**Your task:** Continue the transcript of Zarif's Munich Security Conference speech from the point where it stops.

**Provided passage:**
EghtesadOnline: What binds all those engaged in extremist violence is their sense of being marginalized, locally and globally, without any hope for inclusion, participation and respect, said Iranian Foreign Minister Mohammad Javad Zarif.
According to ISNA, a full transcription of Zarif's speech in Munich Security Conference is as follows.
It is a great pleasure to be here again and to share with you some thoughts about the ongoing transition in the postwestern global order and its implications in West Asia.
I believe what is urgently needed today is a cognitive transition, commensurate with the realities of the global transition; realities that have
• challenged zero-sum approaches;
• overwhelmed global as well as regional hegemonic aspirations;
• and undermined convenient framings and "alternative facts."
In other words, we all need to realize
• That in a globalized world, achieving security at the expense of insecurity of others is an unrealistic – even absurd -- proposition;
• That in a world where security actors have multiplied and where non-state actors have gained a significant – albeit mostly negative -- place at the global security arena, no single power – however disproportionately powerful -- or even a concert of major powers can address global or regional challenges by excluding or blaming others;
• And that while misperceptions, misrepresentations and erroneous assumptions may temporarily defuse domestic anxieties, they do not help in the actual resolution of global crises.
From this perspective, the nightmare of extremist violence and terror in West Asia is neither solely the product of the dynamics in this region, nor can it be contained – as we have all seen— within the region.
And there is a plenty of blame to go around.

**Rows excerpted from a collection:**
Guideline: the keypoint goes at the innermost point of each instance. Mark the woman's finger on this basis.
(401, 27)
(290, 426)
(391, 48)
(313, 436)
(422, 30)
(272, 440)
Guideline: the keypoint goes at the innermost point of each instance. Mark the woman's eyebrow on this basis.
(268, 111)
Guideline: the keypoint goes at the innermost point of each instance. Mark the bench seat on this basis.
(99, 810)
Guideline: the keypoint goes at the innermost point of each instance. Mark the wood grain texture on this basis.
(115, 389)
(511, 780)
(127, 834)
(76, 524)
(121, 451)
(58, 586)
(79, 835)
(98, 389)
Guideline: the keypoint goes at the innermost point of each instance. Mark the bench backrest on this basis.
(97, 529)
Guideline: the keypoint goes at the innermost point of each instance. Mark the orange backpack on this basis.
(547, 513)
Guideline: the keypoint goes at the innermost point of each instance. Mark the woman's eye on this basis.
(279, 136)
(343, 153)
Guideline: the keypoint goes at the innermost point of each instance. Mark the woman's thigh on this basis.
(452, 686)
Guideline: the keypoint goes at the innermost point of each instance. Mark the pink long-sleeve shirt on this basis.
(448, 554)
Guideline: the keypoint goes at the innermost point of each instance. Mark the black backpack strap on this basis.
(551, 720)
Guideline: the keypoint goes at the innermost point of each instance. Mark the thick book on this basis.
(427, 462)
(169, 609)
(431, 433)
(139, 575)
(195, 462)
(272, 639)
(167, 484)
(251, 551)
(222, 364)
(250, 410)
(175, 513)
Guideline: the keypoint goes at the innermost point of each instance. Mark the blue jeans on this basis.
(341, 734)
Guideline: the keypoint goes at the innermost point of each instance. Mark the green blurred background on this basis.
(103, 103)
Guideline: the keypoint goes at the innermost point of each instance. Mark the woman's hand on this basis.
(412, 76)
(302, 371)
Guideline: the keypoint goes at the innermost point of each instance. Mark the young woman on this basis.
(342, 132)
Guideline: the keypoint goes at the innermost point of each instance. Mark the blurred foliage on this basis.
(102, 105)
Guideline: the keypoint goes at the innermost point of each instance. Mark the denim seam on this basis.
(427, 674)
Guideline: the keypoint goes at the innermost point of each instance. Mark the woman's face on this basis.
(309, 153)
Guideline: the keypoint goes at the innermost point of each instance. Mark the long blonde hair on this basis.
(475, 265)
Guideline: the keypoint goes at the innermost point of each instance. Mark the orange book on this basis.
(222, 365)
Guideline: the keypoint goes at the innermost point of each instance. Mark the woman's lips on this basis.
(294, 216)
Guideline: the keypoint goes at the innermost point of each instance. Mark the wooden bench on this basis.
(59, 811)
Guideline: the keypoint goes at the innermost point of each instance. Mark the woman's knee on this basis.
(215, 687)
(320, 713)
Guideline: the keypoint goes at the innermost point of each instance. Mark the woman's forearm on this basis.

**The reply:**
It is easy for us in West Asia to blame the West as the ultimate culprit in our problems; there is no shortage of history here. It has been even more convenient for the West to blame us, Muslims, irrespective of our diversity.
Finger-pointing has been the easiest diversion for everybody.
In my opinion, the first necessary step in addressing the challenge is to redefine the problem in way that is conducive to a collective solution.
We can all readily agree that lack of hope has been a central component of the crisis. What binds all those engaged in extremist violence is their sense of being marginalized, locally and globally, without any hope for inclusion, participation and - most importantly – respect.
We can also detect that another rallying ground for extremist recruitment has been the endemic problem of foreign invasion and occupation; starting with Palestine and compounded by the systematic political and military interventions to preserve, perpetuate, and then reshape the regional architecture and hastily usher in a self-acclaimed “new world order.”
As for the internal component of the complex mosaic before us, it is not difficult to observe the failure of the state system in parts of our region, in responding to the fundamental demand of the populace for dignity. Let me emphasize here that it is misleading and dangerous for our neighbors in the region to try to defuse this existential internal threat by diverting the anger towards fabricated external enemies.
There is also a pseudo-ideological component. For nearly four decades, the well-financed global proliferation of "Takfiri" ideology based on division, hatred, and rejection -- which has nothing to do with Islam -- has been sold as promoting “moderate” Islam to confront an erroneously-framed “radical”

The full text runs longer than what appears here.